● Exercise data:
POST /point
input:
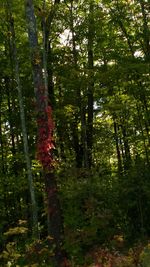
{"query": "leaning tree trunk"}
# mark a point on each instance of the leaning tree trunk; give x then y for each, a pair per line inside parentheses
(45, 142)
(23, 123)
(90, 85)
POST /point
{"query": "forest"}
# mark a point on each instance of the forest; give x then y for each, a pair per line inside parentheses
(75, 133)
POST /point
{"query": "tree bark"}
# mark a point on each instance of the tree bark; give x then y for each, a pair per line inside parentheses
(45, 141)
(91, 84)
(23, 125)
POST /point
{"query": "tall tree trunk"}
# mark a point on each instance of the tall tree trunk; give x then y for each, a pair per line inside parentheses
(90, 85)
(146, 35)
(117, 147)
(45, 139)
(80, 143)
(23, 125)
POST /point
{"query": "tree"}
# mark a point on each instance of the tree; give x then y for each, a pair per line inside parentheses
(45, 142)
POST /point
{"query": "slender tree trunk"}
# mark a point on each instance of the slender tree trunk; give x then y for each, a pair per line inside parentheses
(146, 35)
(45, 139)
(23, 125)
(80, 143)
(91, 85)
(117, 148)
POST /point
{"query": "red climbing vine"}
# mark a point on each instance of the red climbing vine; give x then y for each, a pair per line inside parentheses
(45, 142)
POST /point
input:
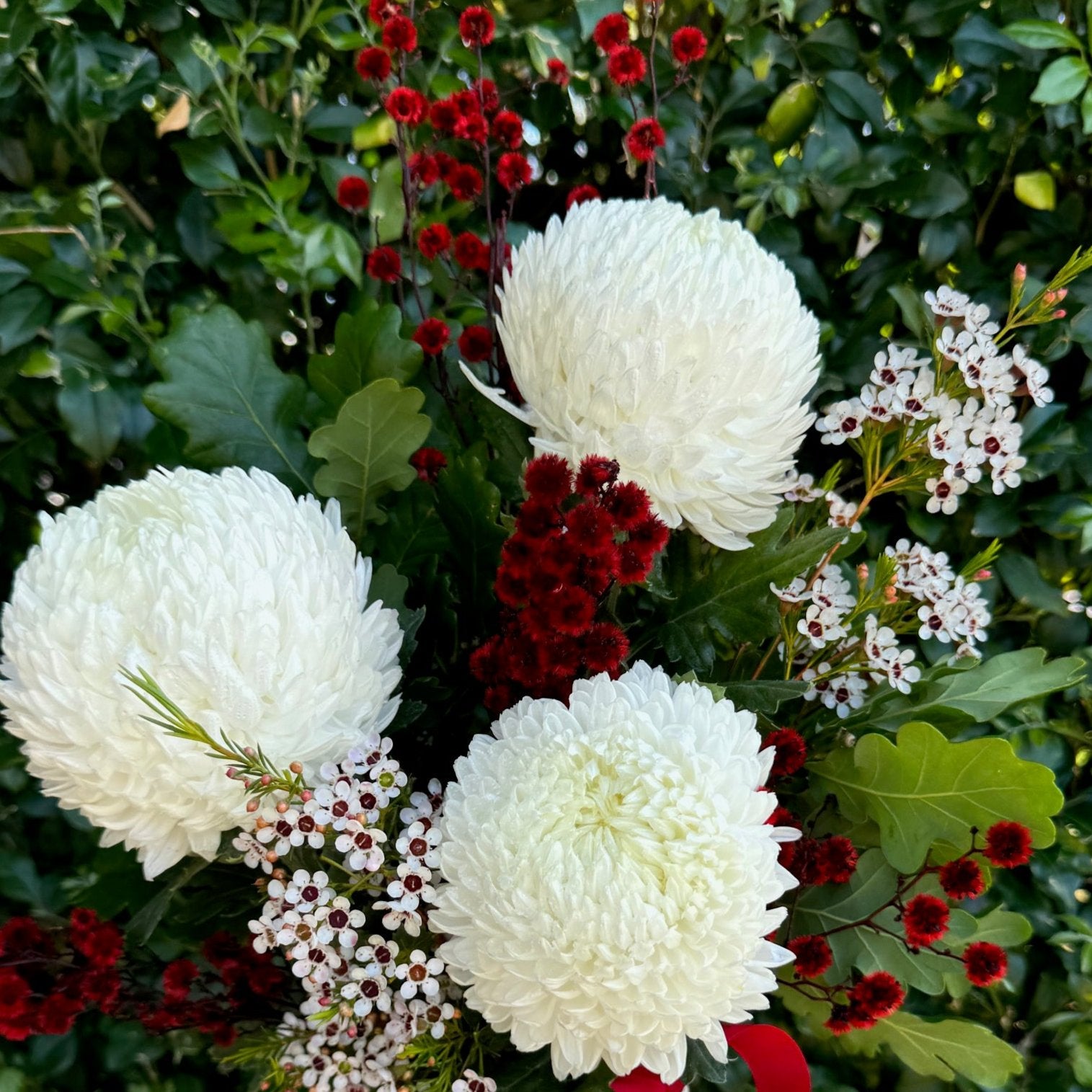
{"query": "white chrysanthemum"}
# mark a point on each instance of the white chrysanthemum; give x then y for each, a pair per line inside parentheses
(672, 343)
(610, 871)
(248, 606)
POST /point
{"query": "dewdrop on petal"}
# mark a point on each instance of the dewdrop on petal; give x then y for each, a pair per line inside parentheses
(608, 871)
(249, 608)
(672, 343)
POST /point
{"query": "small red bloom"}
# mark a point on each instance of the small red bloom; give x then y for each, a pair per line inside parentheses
(558, 72)
(475, 343)
(473, 127)
(925, 920)
(385, 265)
(595, 472)
(471, 252)
(508, 129)
(424, 169)
(839, 858)
(962, 879)
(373, 63)
(407, 106)
(688, 45)
(791, 752)
(611, 32)
(353, 192)
(644, 138)
(476, 27)
(1008, 844)
(400, 35)
(626, 66)
(428, 462)
(877, 995)
(581, 193)
(985, 963)
(434, 241)
(812, 956)
(549, 479)
(432, 335)
(466, 182)
(513, 172)
(380, 11)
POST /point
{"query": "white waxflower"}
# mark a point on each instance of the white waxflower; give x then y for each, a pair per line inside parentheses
(672, 343)
(248, 606)
(611, 850)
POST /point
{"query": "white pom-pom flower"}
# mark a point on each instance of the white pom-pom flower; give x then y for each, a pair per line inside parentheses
(672, 343)
(610, 871)
(248, 606)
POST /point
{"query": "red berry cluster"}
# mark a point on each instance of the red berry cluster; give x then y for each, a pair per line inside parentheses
(576, 538)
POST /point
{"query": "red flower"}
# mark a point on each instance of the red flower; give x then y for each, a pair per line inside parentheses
(380, 11)
(876, 996)
(549, 479)
(558, 72)
(473, 127)
(373, 63)
(476, 27)
(508, 129)
(611, 32)
(428, 462)
(626, 66)
(407, 106)
(791, 752)
(925, 920)
(839, 858)
(984, 963)
(385, 265)
(475, 343)
(812, 956)
(513, 171)
(400, 35)
(466, 182)
(424, 169)
(434, 241)
(471, 252)
(644, 138)
(432, 335)
(1008, 844)
(353, 192)
(688, 45)
(581, 193)
(962, 879)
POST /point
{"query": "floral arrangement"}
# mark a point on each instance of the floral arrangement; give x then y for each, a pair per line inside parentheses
(704, 742)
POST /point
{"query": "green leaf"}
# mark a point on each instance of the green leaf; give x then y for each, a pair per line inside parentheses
(1041, 34)
(1035, 189)
(229, 398)
(367, 450)
(733, 598)
(943, 1049)
(922, 790)
(367, 347)
(956, 697)
(1062, 80)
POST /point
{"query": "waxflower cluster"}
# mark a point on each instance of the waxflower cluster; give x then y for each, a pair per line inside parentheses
(923, 920)
(577, 538)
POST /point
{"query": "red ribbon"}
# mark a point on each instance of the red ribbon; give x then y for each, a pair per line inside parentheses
(776, 1062)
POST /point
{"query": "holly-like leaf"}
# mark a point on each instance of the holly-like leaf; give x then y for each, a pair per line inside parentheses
(733, 600)
(234, 403)
(941, 1049)
(923, 790)
(367, 347)
(951, 698)
(367, 450)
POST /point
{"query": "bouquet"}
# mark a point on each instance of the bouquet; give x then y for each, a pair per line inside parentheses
(549, 688)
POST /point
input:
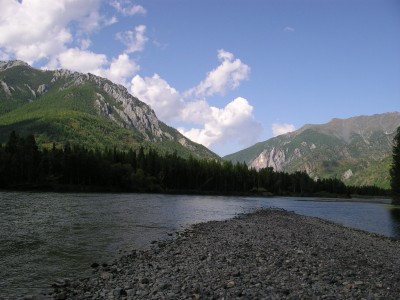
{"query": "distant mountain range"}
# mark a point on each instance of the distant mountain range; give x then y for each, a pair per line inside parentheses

● Task to complete:
Among the entries above, which lines include "mountain"? List them all.

● Response area:
{"query": "distant mountain range"}
# mark a point on each instance of the distant mountain range; give x then y for each, a pair per line inside parentheses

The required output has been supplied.